▸ **Problem details**
Repeat word for word the part of the pump system passage starting with "Loss of power" and going on through "minor power loss.".
[Extracted text — start]
Loss of power response: During commissioning, there was a loss of 480-volt power on the VFDs, which shut down all four. Alongside the provider, the drives were reprogrammed and hardware was added to keep the VFD control system on for three minutes without shutting the pumps down while working off battery backups. This change, coupled with a priority alarm to the operators, gives the system a chance to remain running, even in the event of a minor power loss.
Determining how much to automate: The client ultimately decided to refurbish and rebuild its freshwater system instead of building it from scratch. This decision is based on various considerations, including adapting to older equipment, funding and Federal Emergency Management Agency’s recommendations. Controls engineers incorporated automation into the pump priming process design.
However, during the research visit to the pump priming process, there were engineers mechanically starting and stopping pumps, adjusting based on how much water was exiting a seal. This on-the-job training involves instinct and intuitive judgment on an older, mechanical piece of equipment. Because of this, the decision was made to abandon fully automatic priming. It was partially automated with the vacuum priming, but there was no automating the seal water flow to the pump seals.
[Extracted text — finish]
[Record set — start]
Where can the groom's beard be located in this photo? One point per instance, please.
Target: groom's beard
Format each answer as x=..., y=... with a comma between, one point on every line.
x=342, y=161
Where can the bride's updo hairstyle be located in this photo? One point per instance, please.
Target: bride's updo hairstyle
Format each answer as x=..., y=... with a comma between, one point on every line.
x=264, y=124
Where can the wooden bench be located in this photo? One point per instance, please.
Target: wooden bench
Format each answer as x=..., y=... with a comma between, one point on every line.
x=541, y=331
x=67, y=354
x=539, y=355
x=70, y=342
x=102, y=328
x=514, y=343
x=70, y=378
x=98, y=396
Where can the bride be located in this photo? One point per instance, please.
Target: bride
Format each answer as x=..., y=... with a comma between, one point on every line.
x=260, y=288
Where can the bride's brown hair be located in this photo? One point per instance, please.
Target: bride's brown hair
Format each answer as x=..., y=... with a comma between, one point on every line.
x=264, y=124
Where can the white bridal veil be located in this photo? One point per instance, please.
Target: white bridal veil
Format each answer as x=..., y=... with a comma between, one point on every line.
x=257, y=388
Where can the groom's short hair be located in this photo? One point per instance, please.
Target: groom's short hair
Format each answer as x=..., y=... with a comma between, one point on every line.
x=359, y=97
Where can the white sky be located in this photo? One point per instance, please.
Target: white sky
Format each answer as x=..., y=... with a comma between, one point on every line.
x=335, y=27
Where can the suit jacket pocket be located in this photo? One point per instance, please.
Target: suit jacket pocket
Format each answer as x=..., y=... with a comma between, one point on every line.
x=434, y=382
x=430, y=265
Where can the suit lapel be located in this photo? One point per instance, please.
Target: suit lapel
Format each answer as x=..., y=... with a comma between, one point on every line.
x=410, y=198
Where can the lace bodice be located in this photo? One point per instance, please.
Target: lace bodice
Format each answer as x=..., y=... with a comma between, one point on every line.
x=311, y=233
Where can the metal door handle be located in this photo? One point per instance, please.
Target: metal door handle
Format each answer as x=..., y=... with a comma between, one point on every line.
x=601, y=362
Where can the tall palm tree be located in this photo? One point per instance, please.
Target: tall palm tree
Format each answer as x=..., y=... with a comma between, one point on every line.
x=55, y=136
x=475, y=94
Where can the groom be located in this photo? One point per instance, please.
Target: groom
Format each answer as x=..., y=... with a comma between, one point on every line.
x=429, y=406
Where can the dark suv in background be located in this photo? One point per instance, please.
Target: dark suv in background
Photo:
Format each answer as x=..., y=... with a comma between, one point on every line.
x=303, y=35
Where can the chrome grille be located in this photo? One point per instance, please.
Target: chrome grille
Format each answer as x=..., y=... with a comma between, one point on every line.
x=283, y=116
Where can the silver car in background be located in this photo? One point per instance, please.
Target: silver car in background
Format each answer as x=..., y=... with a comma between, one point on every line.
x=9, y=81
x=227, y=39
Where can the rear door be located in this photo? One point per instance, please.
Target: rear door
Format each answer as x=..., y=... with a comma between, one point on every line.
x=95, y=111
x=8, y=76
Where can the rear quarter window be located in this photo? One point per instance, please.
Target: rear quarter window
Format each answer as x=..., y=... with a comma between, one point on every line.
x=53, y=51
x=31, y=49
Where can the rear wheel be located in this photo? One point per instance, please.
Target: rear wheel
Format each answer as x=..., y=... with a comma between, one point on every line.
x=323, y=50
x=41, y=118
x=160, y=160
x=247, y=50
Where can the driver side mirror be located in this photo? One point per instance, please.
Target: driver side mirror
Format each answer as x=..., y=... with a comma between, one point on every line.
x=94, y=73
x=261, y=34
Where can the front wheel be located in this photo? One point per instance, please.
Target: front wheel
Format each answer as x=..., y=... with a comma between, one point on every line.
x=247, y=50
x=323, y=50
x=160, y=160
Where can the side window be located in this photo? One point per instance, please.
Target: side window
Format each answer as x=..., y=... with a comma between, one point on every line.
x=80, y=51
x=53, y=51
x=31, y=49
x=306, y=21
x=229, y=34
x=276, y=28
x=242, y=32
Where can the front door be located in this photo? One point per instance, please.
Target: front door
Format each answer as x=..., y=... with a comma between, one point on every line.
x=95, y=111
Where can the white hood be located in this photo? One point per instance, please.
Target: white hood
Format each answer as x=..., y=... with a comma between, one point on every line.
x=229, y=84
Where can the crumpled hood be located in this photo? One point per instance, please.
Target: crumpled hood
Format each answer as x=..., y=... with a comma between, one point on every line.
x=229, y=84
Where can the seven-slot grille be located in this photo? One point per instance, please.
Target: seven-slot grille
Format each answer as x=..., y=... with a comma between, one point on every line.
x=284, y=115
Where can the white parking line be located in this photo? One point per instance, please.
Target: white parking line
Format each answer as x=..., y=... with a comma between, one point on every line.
[Record set — finish]
▸ **Solution to this task**
Loss of power response: During commissioning, there was a loss of 480-volt power on the VFDs, which shut down all four. Alongside the provider, the drives were reprogrammed and hardware was added to keep the VFD control system on for three minutes without shutting the pumps down while working off battery backups. This change, coupled with a priority alarm to the operators, gives the system a chance to remain running, even in the event of a minor power loss.